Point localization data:
● ● ● ●

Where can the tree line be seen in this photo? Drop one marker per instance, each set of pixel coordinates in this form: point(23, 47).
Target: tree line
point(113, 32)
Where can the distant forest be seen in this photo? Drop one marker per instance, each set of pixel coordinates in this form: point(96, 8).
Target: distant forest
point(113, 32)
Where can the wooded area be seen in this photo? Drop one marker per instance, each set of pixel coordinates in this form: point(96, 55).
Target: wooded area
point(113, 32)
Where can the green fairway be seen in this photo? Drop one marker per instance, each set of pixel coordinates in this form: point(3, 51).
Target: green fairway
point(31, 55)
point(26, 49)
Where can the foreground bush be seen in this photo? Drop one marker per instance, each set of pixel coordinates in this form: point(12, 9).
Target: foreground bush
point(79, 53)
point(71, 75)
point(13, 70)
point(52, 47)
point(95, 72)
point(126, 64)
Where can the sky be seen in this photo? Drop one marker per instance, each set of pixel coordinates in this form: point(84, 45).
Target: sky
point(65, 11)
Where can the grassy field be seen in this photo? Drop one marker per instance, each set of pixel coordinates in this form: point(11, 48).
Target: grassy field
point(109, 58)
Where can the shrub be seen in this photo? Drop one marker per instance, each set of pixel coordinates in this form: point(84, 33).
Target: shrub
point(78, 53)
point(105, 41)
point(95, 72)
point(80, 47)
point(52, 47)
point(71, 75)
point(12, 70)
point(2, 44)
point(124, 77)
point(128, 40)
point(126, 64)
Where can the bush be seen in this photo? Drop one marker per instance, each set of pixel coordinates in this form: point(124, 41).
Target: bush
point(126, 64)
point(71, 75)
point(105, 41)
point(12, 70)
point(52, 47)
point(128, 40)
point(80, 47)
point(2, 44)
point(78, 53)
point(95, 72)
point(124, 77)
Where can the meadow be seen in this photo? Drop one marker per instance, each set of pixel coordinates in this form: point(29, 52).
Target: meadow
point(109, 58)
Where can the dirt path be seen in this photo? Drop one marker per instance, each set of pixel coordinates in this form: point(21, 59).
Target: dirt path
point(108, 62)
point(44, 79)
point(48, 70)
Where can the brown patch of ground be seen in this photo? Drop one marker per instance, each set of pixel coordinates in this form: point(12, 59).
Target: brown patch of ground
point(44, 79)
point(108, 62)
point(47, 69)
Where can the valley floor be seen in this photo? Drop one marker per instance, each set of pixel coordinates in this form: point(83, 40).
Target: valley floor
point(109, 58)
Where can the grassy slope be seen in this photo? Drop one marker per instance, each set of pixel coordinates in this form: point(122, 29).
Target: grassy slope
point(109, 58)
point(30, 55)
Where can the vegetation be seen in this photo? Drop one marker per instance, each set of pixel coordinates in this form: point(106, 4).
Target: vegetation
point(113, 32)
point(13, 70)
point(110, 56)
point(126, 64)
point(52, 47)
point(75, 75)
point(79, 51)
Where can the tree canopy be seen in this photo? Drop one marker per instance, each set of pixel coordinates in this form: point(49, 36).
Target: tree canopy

● ● ● ●

** What you should do **
Your answer must be the line containing "Target: valley floor" through the last line above, copied exactly, with nothing added.

** Solved exercise **
Target: valley floor
point(109, 58)
Where can the grassy slope be seen in this photo? Drop one marker per instance, each set of pixel coordinates in this form: point(122, 29).
Target: grassy slope
point(109, 58)
point(30, 55)
Where can the vegetation be seen in this photo? Drop one marker per instance, each set of pixel coordinates in this form: point(106, 4).
Target: vegetation
point(113, 32)
point(13, 70)
point(110, 56)
point(126, 64)
point(52, 47)
point(75, 75)
point(79, 51)
Where can the tree canopy be seen in this photo? Drop one marker per instance, each set of pixel coordinates in this form: point(49, 36).
Target: tree canopy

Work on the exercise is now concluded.